Collected data entries:
---*---
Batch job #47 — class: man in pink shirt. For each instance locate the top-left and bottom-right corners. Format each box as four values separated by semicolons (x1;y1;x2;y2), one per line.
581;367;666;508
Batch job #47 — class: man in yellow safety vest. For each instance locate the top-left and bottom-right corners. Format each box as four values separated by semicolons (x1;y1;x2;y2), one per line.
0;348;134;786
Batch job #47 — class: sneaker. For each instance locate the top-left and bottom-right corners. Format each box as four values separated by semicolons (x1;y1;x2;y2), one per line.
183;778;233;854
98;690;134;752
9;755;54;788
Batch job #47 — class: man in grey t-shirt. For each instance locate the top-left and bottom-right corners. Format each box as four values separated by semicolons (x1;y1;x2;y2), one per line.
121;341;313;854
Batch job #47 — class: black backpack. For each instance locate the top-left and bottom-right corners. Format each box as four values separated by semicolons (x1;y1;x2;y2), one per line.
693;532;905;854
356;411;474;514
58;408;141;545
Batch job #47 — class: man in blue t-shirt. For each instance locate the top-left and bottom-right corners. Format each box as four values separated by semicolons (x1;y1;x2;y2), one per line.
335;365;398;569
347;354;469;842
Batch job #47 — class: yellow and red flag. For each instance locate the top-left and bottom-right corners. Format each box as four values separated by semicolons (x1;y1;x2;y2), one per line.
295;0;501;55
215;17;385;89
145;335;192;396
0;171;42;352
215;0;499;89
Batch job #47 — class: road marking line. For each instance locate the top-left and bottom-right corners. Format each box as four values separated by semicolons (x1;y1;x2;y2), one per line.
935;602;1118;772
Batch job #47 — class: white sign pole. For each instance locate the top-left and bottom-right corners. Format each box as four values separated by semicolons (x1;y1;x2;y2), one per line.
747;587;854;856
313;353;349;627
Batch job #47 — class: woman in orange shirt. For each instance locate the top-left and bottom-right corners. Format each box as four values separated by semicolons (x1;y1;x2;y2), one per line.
---*---
Arrange everything from the line containing "Batch job #47 — class: man in blue" down to the line containing "313;353;349;627" as a two-column CSV with the headers input and output. Give one row per data entry, with its text under input and its answer under output, each field quoted and any line breaks replaced by spaces.

# COMPLETE RESPONSE
input,output
"Batch job #47 — class: man in blue t-shirt. For each instance locate the top-left and bottom-right corners. Format each box as four values separated by semicolons (x1;y1;x2;y2), one per line.","335;365;398;569 347;354;469;842"
"Batch job #47 — class: yellow and red flag. For each instance locate the top-left and bottom-right corners. Format each box as four values separated by semicolons (x1;y1;x2;y2), one per line.","295;0;501;55 215;17;385;89 145;335;192;396 0;171;42;352 215;0;499;89"
"Batch job #47 — class: road marking line. For each instance locate the top-left and bottom-right corners. Format each box as four values separated by semicolons (x1;y1;x2;y2), one per line.","935;602;1118;772"
"Batch job #47 — class: white sign pole. For each instance locate the top-left and bottom-right corners. Format each box as four values separated by semicolons (x1;y1;x2;y2), one per line.","747;587;854;856 313;353;349;627"